◆ **Supplied text**
***
The following is Brugsch's translation of this text—

“The chief of the table of princes, Baba, the risen again, speaks thus: ‘I loved my father, I honoured my mother; my brother and my sisters loved me. I stepped out of the door of my house with a benevolent heart; I stood there with refreshing hand, and splendid were the preparations of what I collected for the feast-day. Mild was my heart, free from noisy angers. The god bestowed upon me a rich fortune on earth. The city wished me health and a life full of freshness. I punished the evildoers. The children who stood opposite me in the town during the days which I have fulfilled were, small as well as great, 60; there were prepared for them as many beds, chairs (?) as many, tables (?) as many. They all consumed 120 ephas of durra, the milk of three cows, 52 goats, and nine she-asses, of balsam a hin, and of oil two jars.

“ ‘My speech may appear a joke to some opponent. But I call as witness the god Month that my speech is true. I had all this prepared in my house; in addition I gave cream in the pantry and beer in the cellar in a more than sufficient number of hin measures.

“ ‘I collected the harvest, a friend of the harvest-god. I was watchful at the time of sowing. And now, [pg 263] when a famine arose, lasting many years, I issued corn to the city at each famine.’ ”[53]

As, in Hebrew, “seven” is often a round number, equivalent to the English “several,” the parallel is noteworthy. An additional remark upon the subject of the Pharaoh of Joseph by Ebers (Smith's Dict. of the Bible, vol. i. pt. ii. p. 1729) is sufficiently striking. He says that the Byzantine chronographer who is known under the name of Syncelles (he held the office of Syncellus or suffragan in his monastery), like Josephus and others, calls the Pharaoh of Joseph Apophis. Now Arab tradition, “in which little or no reliance can be placed,” says that he was an Amalekite of the name of Raian ibn el-Walid, and Naville, when excavating for the Egypt Exploration Fund, at Bubastis, found a block with the name of Apophis, and near it the lower part of a statue of black granite with the name of Ian-Ra or Ra-ian, in hieroglyphics. In consequence of this, Dr. Rieu and Mr. Cope Whithouse maintain that this Arab tradition was founded on fact. “We must therefore leave it uncertain,” adds Prof. Ebers, “whether Joseph came down into Egypt in the reign of Apophis, or in the reign of the hitherto unknown Raian.” Perhaps both are right, and Joseph was in Egypt during the reigns of two or more Egyptian kings. Traditions are sometimes strangely correct, in certain points, though grossly untrustworthy in others.
***
◆ **Data section**
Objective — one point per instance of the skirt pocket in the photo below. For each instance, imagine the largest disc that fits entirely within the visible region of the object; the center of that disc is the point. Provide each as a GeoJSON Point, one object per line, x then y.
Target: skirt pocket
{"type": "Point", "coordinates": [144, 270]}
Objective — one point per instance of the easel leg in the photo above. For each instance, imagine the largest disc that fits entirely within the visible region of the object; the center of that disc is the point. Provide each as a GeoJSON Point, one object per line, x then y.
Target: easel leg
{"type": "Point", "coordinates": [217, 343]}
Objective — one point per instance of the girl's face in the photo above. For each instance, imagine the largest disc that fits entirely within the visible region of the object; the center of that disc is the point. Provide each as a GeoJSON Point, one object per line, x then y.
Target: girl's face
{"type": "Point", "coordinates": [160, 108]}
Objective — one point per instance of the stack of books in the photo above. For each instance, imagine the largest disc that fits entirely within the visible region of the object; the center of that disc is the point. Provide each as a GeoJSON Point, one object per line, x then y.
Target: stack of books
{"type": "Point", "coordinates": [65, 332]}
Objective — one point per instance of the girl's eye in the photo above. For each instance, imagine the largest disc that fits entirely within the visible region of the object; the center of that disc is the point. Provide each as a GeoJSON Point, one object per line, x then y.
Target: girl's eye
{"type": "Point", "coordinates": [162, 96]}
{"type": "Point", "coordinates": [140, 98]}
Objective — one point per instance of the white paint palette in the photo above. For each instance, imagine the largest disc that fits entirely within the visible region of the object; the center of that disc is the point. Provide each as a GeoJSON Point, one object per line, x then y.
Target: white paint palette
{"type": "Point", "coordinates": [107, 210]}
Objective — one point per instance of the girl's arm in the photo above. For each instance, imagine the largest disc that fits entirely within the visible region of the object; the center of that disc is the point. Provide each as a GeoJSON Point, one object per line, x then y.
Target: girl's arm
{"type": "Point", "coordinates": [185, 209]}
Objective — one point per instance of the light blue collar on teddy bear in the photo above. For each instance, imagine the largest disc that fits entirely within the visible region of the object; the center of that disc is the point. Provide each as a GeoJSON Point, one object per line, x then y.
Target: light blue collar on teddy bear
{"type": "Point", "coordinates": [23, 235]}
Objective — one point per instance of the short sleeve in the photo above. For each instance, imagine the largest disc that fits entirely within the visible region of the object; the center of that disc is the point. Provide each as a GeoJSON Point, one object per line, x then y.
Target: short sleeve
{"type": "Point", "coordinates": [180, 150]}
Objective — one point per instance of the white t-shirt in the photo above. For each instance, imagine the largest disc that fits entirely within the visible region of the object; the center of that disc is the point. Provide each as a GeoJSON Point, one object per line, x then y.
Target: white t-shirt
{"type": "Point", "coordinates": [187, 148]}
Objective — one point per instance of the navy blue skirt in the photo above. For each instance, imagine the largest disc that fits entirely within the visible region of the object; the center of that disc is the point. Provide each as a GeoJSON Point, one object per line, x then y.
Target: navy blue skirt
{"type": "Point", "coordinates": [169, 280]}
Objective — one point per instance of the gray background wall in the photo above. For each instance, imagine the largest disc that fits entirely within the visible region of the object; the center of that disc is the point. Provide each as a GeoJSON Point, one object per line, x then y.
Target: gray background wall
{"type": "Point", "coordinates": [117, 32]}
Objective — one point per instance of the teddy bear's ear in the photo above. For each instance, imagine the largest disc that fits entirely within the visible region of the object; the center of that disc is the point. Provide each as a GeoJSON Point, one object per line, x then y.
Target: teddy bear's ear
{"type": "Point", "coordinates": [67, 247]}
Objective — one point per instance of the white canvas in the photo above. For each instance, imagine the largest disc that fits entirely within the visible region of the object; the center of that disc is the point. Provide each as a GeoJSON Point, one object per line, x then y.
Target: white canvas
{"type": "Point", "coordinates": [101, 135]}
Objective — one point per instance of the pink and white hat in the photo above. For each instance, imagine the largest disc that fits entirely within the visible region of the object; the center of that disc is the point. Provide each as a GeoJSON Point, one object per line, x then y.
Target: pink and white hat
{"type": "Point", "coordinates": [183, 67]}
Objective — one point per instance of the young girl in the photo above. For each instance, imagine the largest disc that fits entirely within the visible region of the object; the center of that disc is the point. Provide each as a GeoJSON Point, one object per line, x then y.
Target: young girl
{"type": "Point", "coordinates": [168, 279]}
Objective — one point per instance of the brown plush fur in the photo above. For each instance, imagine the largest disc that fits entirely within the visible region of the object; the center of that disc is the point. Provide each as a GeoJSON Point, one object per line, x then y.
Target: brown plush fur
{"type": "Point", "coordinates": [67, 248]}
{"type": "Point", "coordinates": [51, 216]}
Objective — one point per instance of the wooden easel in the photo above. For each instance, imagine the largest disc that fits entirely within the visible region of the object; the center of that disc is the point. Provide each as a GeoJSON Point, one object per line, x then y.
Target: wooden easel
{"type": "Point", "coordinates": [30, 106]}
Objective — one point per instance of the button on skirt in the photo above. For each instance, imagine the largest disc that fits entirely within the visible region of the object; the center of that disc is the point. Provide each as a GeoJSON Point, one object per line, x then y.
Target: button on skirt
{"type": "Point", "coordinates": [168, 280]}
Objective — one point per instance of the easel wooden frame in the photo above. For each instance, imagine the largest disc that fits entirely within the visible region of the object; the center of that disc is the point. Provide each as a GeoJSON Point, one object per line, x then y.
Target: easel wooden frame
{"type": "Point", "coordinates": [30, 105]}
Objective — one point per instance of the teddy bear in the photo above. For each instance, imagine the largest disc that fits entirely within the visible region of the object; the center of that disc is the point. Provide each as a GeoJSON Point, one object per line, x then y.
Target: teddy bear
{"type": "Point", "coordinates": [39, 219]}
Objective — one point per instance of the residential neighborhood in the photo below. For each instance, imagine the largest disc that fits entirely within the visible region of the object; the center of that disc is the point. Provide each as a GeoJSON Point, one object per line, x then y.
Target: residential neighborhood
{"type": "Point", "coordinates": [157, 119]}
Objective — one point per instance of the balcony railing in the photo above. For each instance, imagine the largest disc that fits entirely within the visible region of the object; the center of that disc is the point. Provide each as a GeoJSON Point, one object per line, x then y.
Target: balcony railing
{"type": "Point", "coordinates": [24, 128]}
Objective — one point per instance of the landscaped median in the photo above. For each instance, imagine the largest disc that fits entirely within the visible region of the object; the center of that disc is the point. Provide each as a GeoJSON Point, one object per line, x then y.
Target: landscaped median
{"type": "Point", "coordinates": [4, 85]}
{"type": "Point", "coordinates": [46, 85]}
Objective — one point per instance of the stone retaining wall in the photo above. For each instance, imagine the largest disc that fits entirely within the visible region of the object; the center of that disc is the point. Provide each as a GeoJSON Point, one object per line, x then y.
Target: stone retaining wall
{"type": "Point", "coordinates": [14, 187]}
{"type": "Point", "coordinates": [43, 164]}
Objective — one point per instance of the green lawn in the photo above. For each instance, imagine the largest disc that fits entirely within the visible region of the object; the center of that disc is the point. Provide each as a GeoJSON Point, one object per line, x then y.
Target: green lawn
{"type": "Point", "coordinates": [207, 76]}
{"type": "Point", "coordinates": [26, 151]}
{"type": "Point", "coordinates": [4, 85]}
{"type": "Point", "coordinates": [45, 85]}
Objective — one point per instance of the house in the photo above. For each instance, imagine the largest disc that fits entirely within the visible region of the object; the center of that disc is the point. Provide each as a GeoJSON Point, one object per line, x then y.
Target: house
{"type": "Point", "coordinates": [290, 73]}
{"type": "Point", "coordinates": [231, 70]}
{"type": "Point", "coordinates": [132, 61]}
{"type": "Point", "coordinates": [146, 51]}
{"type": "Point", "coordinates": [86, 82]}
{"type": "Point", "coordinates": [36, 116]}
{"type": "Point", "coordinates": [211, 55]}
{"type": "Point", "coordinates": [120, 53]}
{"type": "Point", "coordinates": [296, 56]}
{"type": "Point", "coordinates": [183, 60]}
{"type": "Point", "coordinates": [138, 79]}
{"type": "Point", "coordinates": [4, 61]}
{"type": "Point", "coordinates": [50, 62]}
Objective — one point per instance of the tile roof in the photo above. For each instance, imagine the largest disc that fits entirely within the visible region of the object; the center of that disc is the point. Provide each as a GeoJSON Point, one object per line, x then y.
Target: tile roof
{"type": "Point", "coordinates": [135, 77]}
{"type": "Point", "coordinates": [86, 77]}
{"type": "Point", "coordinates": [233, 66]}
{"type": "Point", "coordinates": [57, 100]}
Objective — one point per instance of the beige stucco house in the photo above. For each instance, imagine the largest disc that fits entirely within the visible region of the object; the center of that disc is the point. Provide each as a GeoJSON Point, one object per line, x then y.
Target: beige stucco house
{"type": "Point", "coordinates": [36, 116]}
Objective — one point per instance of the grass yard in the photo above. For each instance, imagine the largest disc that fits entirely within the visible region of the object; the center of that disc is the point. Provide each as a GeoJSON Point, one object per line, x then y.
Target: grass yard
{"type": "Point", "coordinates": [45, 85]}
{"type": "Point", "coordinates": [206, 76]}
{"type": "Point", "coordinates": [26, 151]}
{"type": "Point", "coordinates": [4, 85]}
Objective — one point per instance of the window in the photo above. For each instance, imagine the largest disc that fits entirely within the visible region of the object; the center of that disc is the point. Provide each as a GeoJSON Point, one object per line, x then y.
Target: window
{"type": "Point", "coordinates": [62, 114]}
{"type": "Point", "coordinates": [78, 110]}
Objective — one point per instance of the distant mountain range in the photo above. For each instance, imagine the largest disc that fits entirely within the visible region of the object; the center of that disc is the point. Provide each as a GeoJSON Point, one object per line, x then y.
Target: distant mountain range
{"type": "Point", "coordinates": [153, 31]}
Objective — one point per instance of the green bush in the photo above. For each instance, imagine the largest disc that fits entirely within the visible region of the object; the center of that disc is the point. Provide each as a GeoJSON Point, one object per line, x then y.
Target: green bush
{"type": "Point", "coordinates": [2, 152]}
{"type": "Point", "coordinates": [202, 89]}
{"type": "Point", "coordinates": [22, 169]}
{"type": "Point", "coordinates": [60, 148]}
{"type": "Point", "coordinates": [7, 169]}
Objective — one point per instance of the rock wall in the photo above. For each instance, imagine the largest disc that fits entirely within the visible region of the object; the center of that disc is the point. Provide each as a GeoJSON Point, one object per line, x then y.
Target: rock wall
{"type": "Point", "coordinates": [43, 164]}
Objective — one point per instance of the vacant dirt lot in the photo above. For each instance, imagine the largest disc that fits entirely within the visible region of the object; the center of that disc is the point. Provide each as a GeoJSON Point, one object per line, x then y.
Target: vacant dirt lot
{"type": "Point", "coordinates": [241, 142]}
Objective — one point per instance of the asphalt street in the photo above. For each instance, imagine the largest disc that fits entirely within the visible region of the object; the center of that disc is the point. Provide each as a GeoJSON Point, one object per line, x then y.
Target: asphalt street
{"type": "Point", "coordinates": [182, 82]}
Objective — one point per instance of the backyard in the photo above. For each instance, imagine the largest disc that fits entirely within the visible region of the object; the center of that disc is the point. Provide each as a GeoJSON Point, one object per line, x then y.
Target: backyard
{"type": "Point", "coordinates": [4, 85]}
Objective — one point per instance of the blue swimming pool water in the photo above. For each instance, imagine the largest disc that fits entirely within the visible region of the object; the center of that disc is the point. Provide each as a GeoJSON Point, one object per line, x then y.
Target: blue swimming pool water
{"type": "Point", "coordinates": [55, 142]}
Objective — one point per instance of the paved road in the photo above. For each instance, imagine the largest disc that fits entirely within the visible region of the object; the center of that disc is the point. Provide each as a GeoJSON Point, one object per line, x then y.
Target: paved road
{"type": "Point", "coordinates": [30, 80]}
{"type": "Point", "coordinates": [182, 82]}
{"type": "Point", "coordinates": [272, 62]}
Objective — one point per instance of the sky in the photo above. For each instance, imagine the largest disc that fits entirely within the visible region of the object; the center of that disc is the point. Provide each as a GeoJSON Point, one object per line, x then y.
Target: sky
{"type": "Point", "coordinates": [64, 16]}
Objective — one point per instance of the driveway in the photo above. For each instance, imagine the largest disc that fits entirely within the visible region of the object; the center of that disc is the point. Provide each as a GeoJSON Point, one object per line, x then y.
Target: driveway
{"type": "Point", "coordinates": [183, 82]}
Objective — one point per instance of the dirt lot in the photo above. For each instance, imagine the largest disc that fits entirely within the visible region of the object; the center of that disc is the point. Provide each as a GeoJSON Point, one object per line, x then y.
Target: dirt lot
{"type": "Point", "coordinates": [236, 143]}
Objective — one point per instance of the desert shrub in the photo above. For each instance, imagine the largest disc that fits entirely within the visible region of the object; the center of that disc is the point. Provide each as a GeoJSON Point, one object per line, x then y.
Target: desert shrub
***
◆ **Problem**
From the passage above on Brugsch's translation and the Pharaoh of Joseph, copy out the stretch from "The following is" through "oil two jars.", word for word.

◆ **Result of this exercise**
The following is Brugsch's translation of this text—

“The chief of the table of princes, Baba, the risen again, speaks thus: ‘I loved my father, I honoured my mother; my brother and my sisters loved me. I stepped out of the door of my house with a benevolent heart; I stood there with refreshing hand, and splendid were the preparations of what I collected for the feast-day. Mild was my heart, free from noisy angers. The god bestowed upon me a rich fortune on earth. The city wished me health and a life full of freshness. I punished the evildoers. The children who stood opposite me in the town during the days which I have fulfilled were, small as well as great, 60; there were prepared for them as many beds, chairs (?) as many, tables (?) as many. They all consumed 120 ephas of durra, the milk of three cows, 52 goats, and nine she-asses, of balsam a hin, and of oil two jars.